DIRECTION: Show every line of the records that contains the word "water", copying each such line in full.

Annotation dataset entries
########
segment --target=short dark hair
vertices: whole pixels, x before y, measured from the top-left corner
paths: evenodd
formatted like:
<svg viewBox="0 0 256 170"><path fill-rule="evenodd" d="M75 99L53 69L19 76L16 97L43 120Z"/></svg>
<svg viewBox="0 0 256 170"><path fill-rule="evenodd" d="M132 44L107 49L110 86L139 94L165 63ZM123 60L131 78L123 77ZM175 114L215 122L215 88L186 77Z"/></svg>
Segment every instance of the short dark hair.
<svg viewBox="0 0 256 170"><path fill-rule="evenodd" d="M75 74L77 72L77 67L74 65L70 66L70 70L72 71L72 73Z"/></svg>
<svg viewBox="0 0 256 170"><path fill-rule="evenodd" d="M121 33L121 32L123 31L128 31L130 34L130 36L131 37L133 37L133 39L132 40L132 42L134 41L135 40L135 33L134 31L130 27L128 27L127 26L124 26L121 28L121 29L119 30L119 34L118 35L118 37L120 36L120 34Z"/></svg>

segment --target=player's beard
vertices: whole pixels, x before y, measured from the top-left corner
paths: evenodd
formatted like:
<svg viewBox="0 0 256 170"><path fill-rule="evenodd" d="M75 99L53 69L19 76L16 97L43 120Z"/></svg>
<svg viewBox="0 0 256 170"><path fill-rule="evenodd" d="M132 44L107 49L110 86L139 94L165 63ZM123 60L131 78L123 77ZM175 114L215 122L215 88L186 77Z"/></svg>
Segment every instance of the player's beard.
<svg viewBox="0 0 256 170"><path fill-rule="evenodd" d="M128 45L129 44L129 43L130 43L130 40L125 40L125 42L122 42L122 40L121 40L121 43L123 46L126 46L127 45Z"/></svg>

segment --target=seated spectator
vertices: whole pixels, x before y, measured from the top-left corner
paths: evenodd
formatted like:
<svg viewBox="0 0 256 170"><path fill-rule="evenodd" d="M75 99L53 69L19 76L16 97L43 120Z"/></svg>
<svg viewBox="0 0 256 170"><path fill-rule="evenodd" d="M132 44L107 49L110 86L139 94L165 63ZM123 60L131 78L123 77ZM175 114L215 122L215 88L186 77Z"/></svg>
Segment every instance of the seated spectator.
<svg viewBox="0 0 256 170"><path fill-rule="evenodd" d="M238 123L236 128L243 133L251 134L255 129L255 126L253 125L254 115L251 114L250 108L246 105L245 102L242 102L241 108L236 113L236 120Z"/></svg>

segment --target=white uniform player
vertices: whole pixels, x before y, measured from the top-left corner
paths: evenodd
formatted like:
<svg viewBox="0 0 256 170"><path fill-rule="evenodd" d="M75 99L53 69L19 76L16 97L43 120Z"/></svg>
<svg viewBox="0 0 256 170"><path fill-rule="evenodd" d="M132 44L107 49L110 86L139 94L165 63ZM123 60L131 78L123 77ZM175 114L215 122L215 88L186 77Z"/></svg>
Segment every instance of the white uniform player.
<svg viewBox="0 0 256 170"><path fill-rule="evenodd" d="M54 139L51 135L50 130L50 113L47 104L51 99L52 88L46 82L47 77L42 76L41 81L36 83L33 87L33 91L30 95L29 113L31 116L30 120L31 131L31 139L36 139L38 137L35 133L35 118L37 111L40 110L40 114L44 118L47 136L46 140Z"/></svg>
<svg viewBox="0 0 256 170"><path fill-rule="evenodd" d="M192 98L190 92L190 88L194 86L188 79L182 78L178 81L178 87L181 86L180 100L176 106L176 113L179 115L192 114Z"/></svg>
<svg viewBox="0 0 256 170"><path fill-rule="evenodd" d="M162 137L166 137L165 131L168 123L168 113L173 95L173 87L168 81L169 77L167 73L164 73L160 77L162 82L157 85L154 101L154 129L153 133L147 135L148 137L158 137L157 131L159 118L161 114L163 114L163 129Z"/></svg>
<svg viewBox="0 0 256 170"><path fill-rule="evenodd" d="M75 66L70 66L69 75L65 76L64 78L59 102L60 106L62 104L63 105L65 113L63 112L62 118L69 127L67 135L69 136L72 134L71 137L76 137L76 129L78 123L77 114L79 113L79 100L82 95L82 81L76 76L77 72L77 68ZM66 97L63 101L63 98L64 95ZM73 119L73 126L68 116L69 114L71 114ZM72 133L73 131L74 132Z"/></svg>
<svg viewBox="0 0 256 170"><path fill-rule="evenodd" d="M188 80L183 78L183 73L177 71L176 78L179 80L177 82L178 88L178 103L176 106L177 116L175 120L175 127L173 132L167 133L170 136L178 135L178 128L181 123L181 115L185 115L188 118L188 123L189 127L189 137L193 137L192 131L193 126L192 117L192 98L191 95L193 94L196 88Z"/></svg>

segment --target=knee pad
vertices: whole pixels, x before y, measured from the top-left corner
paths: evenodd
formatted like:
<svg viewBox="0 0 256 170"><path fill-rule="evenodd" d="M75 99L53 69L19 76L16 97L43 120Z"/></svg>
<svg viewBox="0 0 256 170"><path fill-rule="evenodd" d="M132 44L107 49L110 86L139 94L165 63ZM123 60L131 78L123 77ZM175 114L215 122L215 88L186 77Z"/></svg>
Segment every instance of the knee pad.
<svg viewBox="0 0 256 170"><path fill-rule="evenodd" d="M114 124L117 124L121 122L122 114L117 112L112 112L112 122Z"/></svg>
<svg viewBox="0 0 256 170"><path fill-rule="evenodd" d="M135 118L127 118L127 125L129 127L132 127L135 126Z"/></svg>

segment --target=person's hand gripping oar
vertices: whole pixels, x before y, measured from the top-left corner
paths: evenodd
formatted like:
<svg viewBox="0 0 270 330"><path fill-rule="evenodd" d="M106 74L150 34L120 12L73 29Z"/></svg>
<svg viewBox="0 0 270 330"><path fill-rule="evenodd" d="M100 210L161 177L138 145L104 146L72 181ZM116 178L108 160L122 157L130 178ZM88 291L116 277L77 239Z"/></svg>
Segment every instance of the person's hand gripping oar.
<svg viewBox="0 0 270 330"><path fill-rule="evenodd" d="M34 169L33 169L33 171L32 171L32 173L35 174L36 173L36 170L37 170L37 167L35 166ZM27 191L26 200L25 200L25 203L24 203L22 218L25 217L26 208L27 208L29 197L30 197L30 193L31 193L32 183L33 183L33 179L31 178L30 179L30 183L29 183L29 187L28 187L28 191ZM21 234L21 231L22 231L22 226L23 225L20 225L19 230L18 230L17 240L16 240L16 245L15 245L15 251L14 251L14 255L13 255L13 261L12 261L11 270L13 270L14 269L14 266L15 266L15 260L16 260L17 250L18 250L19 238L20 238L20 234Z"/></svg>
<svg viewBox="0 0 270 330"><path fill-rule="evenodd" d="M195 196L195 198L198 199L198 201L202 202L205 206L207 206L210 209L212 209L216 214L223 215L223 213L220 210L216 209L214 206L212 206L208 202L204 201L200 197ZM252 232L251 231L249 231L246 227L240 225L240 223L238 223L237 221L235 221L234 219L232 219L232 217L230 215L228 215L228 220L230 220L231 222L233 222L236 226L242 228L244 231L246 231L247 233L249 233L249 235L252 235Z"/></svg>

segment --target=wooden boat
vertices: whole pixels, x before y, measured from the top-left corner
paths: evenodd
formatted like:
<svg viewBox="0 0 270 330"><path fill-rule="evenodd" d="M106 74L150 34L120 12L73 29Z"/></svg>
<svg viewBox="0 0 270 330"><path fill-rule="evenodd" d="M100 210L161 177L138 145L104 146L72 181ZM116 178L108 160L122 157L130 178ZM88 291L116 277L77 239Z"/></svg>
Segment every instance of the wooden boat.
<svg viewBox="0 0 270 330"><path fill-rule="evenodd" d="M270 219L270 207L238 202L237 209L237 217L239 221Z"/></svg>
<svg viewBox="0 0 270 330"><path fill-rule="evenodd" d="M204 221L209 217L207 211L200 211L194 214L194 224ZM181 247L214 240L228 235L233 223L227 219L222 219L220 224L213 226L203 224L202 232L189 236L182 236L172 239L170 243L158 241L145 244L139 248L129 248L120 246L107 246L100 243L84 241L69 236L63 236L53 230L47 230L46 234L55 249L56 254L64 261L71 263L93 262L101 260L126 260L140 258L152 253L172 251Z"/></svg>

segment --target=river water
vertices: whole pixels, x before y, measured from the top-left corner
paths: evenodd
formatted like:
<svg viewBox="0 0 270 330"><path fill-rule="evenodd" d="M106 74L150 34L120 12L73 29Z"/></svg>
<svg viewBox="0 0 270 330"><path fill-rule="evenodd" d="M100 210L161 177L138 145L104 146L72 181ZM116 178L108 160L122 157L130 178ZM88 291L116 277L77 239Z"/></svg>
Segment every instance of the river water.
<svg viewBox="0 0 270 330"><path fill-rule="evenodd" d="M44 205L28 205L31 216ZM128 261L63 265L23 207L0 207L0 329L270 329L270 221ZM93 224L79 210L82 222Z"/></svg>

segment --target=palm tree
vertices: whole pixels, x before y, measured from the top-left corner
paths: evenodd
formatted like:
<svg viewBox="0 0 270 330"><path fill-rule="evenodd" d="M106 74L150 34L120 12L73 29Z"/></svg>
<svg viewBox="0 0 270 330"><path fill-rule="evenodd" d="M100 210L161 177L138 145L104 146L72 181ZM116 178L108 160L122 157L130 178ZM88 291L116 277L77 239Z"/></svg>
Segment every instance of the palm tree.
########
FULL RESPONSE:
segment --target=river water
Segment every instance of the river water.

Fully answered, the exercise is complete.